*TESTO SCELTO*
Morte di Cucchi, c’è chi ha visto una parte del pestaggio nelle camere di sicurezza del tribunale

Un detenuto, S.Y., ha visto Cucchi colpito da due agenti della polizia penitenziaria appartenenti al nucleo scorte. Prima due manrovesci al volto e poi calci una volta caduto a terra. Non è ancora chiaro se queste violenze fanno parte di un secodno pestaggio da lui subito. Permangono ancora molte incertezze sulla dinamica dei fatti e se alle violenze contro Cucchi abbiano preso parte diverse corpi dello Stato

Paolo Persichetti
Liberazione 11 novembre 2009

Vincenzo Barba, il pubblico ministero che indaga sulla morte di Stefano Cucchi, non è un tipo in cerca di protagonismo. Fosse per lui, preferirebbe starsene tranquillo a sbrigare la routine quotidiana fuori da clamori e riflettori. Nonostante questa indole anonima tutte le inchieste più rognose che passano per la procura romana finiscono tra le sue mani. A piazzale Clodio c’è chi fa intendere che è proprio questa sua mancanza di colore che ne fa un prescelto. Forse perché è un pm che non vuole dar fastidio, uno di quelli che più ligi non si può. Ve lo ricordate ai tempi delle indagini sulla Caffarella? Pronto a negare l’evidenza pur di tenere in piedi il teorema incolpativo. Irriducibile dell’accusa anche quando il dna scagionava i due romeni. Costruiva in continuazione nuove varianti accusatorie fino all’inverosimile, anche quando le indagini avevano intrapreso un’altra pista. Ennio Flaino avrebbe detto di lui che è uno di quelli che ha il coraggio delle idee altrui, salvo poi non accorgersi quando questi le cambiano. Oggi Barba sembra il nuovo Caronte che accompagna le inchieste nel vecchio porto delle nebbie, come un tempo veniva chiamata la procura romana.
E sì, perché sull’inchiesta aperta per chiarire le circostanze della morte di Stefano Cucchi si addensa minacciosa un’enorme coltre di bruma. La sensazione che l’inchiesta sia lontana dalla svolta, come invece era parso lunedì dopo l’annuncio delle prime iscrizioni nel registro degli indagati, comincia a palesarsi. «Come molti, resto convinto che sarà difficile che la verità sul caso Cucchi esca fuori completamente», ha detto ieri il senatore Stefano Pedica, dell’Italia dei Valori, impegnato accanto alla famiglia nel tentativo di capire come e perché Stefanino, come lo chiamavano gli amici a Torpignattara, è morto.

*ESTRATTI DI DATI*
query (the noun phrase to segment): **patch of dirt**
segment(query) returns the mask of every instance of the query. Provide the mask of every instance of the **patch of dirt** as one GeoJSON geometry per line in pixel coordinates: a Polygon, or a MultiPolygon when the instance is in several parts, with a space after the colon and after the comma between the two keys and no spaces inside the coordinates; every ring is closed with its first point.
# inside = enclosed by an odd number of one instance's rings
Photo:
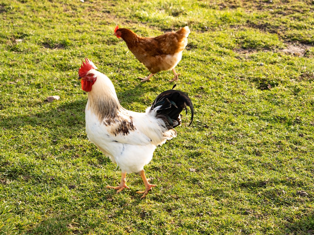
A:
{"type": "Polygon", "coordinates": [[[306,52],[311,47],[312,45],[300,44],[289,44],[287,46],[287,48],[279,50],[285,53],[291,54],[294,55],[299,57],[303,57],[305,55],[306,52]]]}
{"type": "MultiPolygon", "coordinates": [[[[295,56],[303,57],[306,55],[309,50],[312,47],[313,45],[303,43],[287,43],[286,44],[287,47],[284,49],[274,50],[274,52],[282,52],[291,54],[295,56]]],[[[263,49],[263,51],[270,51],[269,49],[263,49]]],[[[252,49],[235,48],[233,51],[235,52],[242,55],[249,55],[257,52],[258,50],[252,49]]]]}

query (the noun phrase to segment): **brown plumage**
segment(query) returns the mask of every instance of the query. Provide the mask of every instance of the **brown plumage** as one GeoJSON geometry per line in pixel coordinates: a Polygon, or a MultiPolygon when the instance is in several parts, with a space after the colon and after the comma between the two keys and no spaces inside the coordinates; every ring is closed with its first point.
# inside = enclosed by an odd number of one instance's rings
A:
{"type": "Polygon", "coordinates": [[[145,38],[127,29],[119,29],[117,26],[114,34],[123,39],[131,52],[151,73],[147,77],[138,78],[142,81],[149,80],[158,72],[172,70],[175,77],[169,81],[172,82],[177,80],[180,75],[174,68],[181,60],[190,32],[186,26],[176,32],[168,32],[154,38],[145,38]]]}

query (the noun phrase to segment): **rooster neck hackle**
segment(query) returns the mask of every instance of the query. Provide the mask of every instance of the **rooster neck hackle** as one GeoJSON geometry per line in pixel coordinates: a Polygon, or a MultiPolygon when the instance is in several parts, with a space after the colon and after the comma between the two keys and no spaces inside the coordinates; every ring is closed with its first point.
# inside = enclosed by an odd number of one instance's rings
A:
{"type": "Polygon", "coordinates": [[[101,122],[105,118],[115,118],[122,107],[111,81],[100,73],[97,75],[97,79],[88,92],[88,108],[93,109],[101,122]]]}

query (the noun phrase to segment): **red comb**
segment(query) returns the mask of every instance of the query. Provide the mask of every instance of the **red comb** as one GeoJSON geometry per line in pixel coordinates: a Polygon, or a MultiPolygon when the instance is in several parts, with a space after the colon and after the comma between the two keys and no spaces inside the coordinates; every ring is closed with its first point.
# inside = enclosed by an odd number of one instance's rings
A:
{"type": "Polygon", "coordinates": [[[86,75],[86,73],[92,69],[97,69],[97,67],[90,60],[85,58],[85,63],[84,61],[83,62],[83,63],[81,65],[81,67],[78,70],[78,76],[84,76],[86,75]]]}

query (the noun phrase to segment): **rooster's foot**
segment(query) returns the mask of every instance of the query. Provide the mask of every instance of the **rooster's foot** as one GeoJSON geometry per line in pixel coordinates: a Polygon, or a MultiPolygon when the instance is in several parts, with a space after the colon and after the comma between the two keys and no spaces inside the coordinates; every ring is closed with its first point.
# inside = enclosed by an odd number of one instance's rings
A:
{"type": "Polygon", "coordinates": [[[125,188],[129,189],[130,188],[128,187],[126,184],[125,182],[125,176],[126,175],[126,172],[122,172],[121,174],[121,182],[118,186],[115,187],[114,186],[110,186],[107,185],[106,188],[107,189],[112,189],[117,191],[117,193],[119,193],[123,190],[125,188]]]}
{"type": "Polygon", "coordinates": [[[145,190],[139,191],[136,192],[140,194],[143,193],[144,194],[141,197],[141,199],[143,199],[147,195],[148,192],[152,190],[152,187],[156,187],[156,185],[151,185],[149,183],[149,182],[150,181],[150,179],[146,178],[144,170],[142,170],[140,172],[139,174],[142,178],[142,179],[143,180],[144,185],[145,185],[145,190]]]}
{"type": "Polygon", "coordinates": [[[147,185],[145,185],[145,187],[147,186],[147,187],[146,188],[146,189],[144,191],[139,191],[137,192],[137,193],[141,194],[142,193],[144,194],[143,196],[141,197],[141,199],[143,199],[145,196],[147,195],[148,193],[148,192],[150,191],[151,191],[152,187],[156,187],[156,185],[151,185],[150,184],[149,184],[147,185]]]}
{"type": "Polygon", "coordinates": [[[130,189],[130,188],[128,187],[127,185],[125,184],[124,185],[121,185],[121,184],[120,184],[119,186],[117,186],[116,187],[115,187],[114,186],[109,186],[108,185],[107,185],[106,187],[107,189],[114,189],[115,190],[116,190],[117,193],[121,192],[122,191],[122,190],[124,189],[125,188],[128,189],[130,189]]]}

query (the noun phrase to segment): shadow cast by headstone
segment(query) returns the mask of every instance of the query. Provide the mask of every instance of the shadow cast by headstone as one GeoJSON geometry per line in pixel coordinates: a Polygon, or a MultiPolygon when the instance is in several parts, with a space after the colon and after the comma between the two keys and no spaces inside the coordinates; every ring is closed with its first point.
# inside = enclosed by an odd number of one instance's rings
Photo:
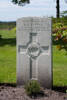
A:
{"type": "Polygon", "coordinates": [[[0,86],[17,87],[16,83],[0,83],[0,86]]]}
{"type": "Polygon", "coordinates": [[[52,88],[54,91],[66,93],[67,86],[53,86],[52,88]]]}
{"type": "Polygon", "coordinates": [[[15,46],[16,45],[16,38],[0,38],[0,46],[15,46]]]}

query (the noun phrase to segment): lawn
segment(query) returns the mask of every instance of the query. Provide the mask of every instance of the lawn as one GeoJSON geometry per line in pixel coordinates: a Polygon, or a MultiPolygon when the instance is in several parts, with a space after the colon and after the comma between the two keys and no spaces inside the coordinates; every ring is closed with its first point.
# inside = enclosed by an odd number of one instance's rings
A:
{"type": "MultiPolygon", "coordinates": [[[[0,30],[0,83],[16,83],[16,32],[0,30]]],[[[53,85],[67,86],[67,51],[53,45],[53,85]]]]}

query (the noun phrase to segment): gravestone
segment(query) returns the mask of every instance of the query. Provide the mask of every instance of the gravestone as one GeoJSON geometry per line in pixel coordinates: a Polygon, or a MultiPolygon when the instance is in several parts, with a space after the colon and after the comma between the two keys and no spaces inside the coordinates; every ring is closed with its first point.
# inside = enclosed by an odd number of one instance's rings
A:
{"type": "Polygon", "coordinates": [[[38,80],[52,87],[51,18],[17,20],[17,84],[38,80]]]}

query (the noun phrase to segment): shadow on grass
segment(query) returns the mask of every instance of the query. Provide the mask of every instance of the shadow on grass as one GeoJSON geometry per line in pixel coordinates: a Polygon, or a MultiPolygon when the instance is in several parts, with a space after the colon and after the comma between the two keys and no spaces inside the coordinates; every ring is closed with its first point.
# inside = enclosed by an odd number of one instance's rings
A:
{"type": "Polygon", "coordinates": [[[67,91],[67,86],[53,86],[52,88],[54,91],[66,93],[67,91]]]}
{"type": "MultiPolygon", "coordinates": [[[[0,83],[0,86],[6,86],[6,87],[17,87],[16,83],[0,83]]],[[[67,86],[53,86],[52,90],[57,92],[66,93],[67,86]]]]}
{"type": "Polygon", "coordinates": [[[16,45],[16,38],[0,38],[0,46],[15,46],[16,45]]]}

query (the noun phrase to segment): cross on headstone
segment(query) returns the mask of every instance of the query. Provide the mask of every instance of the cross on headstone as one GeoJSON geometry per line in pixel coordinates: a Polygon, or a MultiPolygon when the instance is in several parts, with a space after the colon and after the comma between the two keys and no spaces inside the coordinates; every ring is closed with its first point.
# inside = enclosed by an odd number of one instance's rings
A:
{"type": "Polygon", "coordinates": [[[52,86],[51,19],[22,18],[17,21],[17,84],[38,80],[52,86]]]}
{"type": "Polygon", "coordinates": [[[36,59],[41,53],[48,54],[48,46],[41,47],[37,40],[37,33],[30,33],[29,42],[27,45],[19,46],[20,54],[27,54],[30,57],[30,79],[37,80],[38,69],[36,59]],[[21,51],[20,51],[21,50],[21,51]],[[34,74],[35,73],[35,74],[34,74]]]}

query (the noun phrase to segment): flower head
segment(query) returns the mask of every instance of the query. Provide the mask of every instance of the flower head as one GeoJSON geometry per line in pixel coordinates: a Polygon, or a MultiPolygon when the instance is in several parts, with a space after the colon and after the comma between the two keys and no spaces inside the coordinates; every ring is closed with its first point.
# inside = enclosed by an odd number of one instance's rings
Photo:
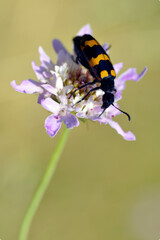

*SERIE DI COMPITI*
a – Nell'articolo sulla morte di Stefano Cucchi, a quale partito appartiene il senatore Stefano Pedica?
b – Riprendi l'articolo sulla morte di Stefano Cucchi dall'ultima frase riportata e proseguilo.

*RISULTATI IN ORDINE*
a – All'Italia dei Valori.

b –
Perché questo timore? Perché l’inchiesta si è concentrata essenzialmente su quella manciata di ore passate da Cucchi nei sotterranei di piazzale Clodio. Una scelta che ad oggi ha solo sollevato ulteriori domande. Sembra, infatti, come confermato da uno degli avvocati della famiglia, che esista la testimonianza di un detenuto, presente nei sotterranei del Tribunale, che avrebbe assistito al pestaggio di Cucchi. Tuttavia non è chiaro se il detenuto in questione sia uno dei tre indagati, insieme ai tre poliziotti della penitenziaria, oppure se si tratti di una quarta persona che avrebbe osservato il tutto dallo spioncino di un’altra cella.
Ma se non è uno dei tre che condividevano il cameroncino con Cucchi, perché i tre che erano con lui tacciono? Secondo la testimonianza, Cucchi chiedeva di andare al bagno. L’autopsia ha dimostrato che aveva problemi ai reni dovuti anche alle percosse subite. Sembra che da questa richiesta sia scaturito un alterco, sfociato nelle botte. Ma quali e quante botte? Per chi conosce i sotterranei del Tribunale, dove ogni giorno vengono parcheggiati come buoi centinaia di detenuti provenienti da tutte le carceri del Lazio (e non solo), in attesa di passare in giudizio nelle aule situate in superficie, appare impossibile che un pestaggio come quello subito dal corpo di Cucchi, possa essere passato inosservato, senza che nessuno abbia sentito le grida e il trambusto. Che possa esserci stata violenza non è da escludere. Momenti di tensione sono quotidiani in quel posto, dove i detenuti vengono ammassati e dimenticati per ore, finché le diverse scorte non li riaccompagnano nelle carceri di provenienza.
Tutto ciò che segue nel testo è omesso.